### Goal of the exercise:
Set down the line that contains "Shelf-audit tool: tag the hammer head" and every line after it to the end of the entries, exactly as they stand and nothing more.

### Material provided:

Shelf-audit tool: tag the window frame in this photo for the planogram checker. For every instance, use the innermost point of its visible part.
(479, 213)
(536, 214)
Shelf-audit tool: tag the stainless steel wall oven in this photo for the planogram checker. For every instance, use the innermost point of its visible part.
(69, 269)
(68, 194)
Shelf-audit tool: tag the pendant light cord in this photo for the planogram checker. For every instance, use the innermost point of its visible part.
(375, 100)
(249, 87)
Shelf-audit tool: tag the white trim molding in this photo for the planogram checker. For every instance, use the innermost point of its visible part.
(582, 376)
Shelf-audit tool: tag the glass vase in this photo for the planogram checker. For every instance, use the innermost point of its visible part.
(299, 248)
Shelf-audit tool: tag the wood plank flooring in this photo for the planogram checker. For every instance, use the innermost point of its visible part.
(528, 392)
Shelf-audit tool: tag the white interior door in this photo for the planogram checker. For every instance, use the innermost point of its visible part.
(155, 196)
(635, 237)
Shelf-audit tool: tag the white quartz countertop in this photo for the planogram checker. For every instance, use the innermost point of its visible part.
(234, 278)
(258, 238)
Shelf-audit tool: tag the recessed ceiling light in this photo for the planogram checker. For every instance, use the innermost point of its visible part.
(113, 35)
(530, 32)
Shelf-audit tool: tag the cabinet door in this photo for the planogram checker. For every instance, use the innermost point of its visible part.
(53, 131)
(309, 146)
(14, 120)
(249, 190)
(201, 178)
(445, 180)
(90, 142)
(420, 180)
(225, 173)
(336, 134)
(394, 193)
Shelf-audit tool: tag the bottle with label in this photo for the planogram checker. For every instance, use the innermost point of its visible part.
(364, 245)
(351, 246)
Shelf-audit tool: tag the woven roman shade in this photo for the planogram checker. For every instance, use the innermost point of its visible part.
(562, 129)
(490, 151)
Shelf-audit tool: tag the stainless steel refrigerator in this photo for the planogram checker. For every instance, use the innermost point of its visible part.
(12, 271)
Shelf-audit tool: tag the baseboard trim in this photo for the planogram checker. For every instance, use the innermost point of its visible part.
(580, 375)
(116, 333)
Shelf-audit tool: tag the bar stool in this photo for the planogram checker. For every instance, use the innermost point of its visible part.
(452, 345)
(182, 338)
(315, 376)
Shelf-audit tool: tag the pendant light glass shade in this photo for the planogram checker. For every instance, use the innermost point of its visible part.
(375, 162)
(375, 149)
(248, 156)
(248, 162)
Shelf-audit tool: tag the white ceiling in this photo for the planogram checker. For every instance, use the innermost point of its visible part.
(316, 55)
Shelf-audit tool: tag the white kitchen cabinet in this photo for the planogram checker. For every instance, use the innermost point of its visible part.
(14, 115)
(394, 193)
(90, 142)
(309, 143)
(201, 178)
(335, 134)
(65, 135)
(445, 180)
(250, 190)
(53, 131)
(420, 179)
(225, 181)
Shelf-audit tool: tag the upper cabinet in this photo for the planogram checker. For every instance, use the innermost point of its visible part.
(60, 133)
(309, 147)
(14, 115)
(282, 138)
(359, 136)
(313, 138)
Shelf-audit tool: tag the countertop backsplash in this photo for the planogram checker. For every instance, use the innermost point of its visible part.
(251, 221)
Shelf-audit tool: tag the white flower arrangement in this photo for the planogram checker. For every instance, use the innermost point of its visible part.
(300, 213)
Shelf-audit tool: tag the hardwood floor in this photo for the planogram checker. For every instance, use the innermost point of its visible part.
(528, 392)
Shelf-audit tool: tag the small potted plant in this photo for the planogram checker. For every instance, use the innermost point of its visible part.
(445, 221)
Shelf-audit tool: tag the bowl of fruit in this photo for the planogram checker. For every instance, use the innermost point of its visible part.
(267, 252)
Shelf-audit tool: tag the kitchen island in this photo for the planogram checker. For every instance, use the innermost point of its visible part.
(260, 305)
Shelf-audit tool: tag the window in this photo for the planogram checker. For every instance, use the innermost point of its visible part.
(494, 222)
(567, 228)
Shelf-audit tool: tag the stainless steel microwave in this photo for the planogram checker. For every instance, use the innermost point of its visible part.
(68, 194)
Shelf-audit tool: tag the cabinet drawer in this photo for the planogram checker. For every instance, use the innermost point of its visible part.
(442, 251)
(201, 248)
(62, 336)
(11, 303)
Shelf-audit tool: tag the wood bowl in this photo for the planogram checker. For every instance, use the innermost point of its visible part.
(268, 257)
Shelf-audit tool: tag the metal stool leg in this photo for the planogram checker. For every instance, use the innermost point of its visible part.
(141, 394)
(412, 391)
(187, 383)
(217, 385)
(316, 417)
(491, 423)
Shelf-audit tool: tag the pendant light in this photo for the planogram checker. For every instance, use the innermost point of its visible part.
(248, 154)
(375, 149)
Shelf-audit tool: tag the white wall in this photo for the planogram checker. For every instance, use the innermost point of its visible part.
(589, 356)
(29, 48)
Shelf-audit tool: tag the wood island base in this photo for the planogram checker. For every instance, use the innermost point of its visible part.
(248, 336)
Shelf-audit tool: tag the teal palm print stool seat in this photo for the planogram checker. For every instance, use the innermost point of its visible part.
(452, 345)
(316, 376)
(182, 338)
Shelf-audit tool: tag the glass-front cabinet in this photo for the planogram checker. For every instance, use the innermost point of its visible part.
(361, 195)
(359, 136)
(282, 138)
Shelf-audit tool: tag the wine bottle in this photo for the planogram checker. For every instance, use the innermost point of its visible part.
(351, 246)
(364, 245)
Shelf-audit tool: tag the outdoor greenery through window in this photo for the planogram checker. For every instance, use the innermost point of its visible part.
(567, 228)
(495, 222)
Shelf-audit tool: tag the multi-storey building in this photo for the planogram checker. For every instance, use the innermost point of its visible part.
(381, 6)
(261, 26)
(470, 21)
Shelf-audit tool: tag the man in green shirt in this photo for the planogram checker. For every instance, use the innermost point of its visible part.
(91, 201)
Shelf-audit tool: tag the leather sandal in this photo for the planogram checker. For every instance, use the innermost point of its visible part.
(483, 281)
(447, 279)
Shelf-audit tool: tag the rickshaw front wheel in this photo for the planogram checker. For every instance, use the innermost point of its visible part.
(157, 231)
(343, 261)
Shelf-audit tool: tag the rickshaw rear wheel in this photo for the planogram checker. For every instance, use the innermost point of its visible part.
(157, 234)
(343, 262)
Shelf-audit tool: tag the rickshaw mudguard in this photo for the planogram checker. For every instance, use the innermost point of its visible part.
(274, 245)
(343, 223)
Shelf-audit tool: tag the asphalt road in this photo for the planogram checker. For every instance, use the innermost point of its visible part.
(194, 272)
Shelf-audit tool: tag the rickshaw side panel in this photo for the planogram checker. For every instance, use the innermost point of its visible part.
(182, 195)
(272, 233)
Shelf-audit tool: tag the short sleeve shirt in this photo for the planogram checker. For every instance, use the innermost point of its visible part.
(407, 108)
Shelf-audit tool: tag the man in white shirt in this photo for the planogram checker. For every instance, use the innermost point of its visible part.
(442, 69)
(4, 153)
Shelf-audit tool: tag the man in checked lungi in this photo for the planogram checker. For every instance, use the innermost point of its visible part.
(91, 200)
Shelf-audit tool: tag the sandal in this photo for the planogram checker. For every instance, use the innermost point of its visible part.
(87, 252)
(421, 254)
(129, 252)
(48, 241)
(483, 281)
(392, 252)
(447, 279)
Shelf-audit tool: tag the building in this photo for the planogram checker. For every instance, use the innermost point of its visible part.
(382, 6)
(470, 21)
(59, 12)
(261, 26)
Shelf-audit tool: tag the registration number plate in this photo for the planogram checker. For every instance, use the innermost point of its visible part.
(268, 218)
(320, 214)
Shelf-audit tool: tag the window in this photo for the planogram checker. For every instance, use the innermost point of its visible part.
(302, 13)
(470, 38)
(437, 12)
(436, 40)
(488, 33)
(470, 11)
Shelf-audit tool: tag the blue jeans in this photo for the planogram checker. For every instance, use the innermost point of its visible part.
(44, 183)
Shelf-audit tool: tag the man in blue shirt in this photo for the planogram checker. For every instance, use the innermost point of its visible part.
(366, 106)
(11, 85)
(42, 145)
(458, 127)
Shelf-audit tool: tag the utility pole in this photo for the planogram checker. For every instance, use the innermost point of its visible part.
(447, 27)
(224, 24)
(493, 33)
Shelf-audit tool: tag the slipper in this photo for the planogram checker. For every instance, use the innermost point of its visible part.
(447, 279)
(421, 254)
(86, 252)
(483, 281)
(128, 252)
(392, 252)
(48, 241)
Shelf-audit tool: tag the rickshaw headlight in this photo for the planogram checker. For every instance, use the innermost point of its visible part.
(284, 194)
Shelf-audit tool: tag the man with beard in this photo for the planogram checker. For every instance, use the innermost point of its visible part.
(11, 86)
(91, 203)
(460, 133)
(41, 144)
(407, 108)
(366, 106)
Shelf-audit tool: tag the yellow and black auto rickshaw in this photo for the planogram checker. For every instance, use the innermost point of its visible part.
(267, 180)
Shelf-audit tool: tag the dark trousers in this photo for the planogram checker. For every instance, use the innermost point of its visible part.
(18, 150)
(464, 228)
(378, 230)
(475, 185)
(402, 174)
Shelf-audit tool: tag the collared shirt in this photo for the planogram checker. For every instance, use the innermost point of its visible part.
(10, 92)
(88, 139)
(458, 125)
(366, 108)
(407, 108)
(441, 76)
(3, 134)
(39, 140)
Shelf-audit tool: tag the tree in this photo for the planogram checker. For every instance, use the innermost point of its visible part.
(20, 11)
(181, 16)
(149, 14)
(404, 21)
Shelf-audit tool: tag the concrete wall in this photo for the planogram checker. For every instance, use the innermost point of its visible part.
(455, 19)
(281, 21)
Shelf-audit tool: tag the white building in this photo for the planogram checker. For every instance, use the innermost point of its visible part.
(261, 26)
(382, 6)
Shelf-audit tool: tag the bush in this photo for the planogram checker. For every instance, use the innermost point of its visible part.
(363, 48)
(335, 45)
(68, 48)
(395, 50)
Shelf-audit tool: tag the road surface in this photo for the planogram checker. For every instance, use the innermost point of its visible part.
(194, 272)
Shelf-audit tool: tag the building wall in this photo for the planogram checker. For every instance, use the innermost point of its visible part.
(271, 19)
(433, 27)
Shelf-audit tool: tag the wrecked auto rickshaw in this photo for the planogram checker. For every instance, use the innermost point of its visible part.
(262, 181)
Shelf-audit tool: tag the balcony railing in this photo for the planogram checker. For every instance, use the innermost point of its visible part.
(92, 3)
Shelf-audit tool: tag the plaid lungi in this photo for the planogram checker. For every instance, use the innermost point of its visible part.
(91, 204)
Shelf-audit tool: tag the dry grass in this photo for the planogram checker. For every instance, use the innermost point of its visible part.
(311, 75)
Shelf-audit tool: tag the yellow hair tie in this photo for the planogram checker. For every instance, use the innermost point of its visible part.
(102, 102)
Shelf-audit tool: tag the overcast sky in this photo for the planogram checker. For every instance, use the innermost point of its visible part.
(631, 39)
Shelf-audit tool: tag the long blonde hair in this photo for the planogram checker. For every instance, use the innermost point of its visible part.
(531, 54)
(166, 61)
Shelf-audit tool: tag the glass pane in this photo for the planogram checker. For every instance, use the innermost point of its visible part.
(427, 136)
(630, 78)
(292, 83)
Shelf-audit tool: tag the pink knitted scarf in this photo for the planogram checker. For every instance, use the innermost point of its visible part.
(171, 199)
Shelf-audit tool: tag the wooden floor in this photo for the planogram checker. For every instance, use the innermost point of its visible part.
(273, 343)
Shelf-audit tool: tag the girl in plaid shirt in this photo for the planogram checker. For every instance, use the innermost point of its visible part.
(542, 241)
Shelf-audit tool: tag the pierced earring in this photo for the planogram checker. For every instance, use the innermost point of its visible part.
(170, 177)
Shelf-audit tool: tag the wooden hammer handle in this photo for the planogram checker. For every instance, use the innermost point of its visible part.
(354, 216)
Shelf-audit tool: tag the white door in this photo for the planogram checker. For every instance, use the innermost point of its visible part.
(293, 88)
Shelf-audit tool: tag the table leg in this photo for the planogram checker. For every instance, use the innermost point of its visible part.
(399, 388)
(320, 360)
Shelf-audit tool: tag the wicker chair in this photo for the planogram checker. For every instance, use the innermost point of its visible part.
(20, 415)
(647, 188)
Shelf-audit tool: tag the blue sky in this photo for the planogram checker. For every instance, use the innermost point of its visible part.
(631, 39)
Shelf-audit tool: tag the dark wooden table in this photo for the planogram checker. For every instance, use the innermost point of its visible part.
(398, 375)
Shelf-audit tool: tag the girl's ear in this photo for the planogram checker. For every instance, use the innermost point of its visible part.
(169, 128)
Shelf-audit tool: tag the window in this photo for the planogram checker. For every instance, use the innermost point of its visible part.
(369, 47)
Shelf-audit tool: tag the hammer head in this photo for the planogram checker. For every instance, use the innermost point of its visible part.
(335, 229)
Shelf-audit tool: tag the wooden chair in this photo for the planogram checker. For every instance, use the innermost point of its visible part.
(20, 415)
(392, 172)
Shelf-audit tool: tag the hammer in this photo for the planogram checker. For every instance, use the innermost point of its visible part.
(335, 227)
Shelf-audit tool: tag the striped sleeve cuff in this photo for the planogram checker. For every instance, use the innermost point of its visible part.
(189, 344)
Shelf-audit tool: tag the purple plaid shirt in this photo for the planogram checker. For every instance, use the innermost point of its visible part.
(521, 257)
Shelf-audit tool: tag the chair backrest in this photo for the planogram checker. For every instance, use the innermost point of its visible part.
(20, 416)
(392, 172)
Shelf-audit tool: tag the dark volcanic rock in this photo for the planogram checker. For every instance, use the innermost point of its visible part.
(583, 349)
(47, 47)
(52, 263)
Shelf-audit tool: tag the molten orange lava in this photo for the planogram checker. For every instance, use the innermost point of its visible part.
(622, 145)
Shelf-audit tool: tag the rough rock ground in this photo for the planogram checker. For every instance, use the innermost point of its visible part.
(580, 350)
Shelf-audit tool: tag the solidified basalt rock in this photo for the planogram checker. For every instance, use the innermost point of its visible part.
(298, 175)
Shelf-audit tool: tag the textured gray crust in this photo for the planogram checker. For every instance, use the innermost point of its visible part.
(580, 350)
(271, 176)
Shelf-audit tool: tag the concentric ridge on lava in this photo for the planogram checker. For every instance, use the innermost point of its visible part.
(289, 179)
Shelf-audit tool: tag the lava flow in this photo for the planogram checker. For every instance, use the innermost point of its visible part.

### Reply to the task:
Shelf-audit tool: tag the hammer head in this photo for the planogram checker. For every instance, use the innermost point of its visible part.
(335, 229)
Shelf-audit tool: tag the wooden chair in this photo for the planogram checker. For every instance, use the innermost point of its visible part.
(20, 415)
(392, 172)
Shelf-audit tool: tag the hammer in this photo for the planogram checker. For every instance, use the innermost point of its visible part.
(335, 227)
Shelf-audit tool: tag the striped sleeve cuff in this photo for the planogram checker. For every instance, use the innermost point of its visible part.
(189, 344)
Shelf-audit tool: tag the purple plaid shirt in this photo for the planogram checker. For every instance, use the innermost point of its visible part.
(521, 257)
Shelf-audit tool: tag the chair backrest in this photo for the planogram checker. For every instance, use the innermost point of its visible part.
(20, 416)
(392, 172)
Shelf-audit tool: tag the dark volcanic rock in this photo for the planogram checker. For every instance, use the innermost point of its visible part.
(583, 349)
(47, 47)
(52, 263)
Shelf-audit tool: tag the molten orange lava in this photo for the planogram checker. For every instance, use the innermost point of its visible part.
(622, 145)
Shelf-audit tool: tag the rough rock ground in this photo for the planogram checker. For every instance, use the innermost point of its visible part.
(580, 350)
Shelf-audit tool: tag the solidified basalt rock in this photo for the planogram checker. For every instance, use the innermost point of its visible part.
(298, 175)
Shelf-audit tool: tag the textured gray crust in this photo for the planogram checker. For every instance, use the innermost point of its visible part.
(580, 350)
(271, 176)
Shelf-audit tool: tag the concentric ridge on lava in this photo for the planogram checker. For every instance, use the innermost point of its visible part.
(289, 179)
Shelf-audit tool: tag the lava flow in this photo for the planogram checker. For every instance, use the innermost point of its visible part.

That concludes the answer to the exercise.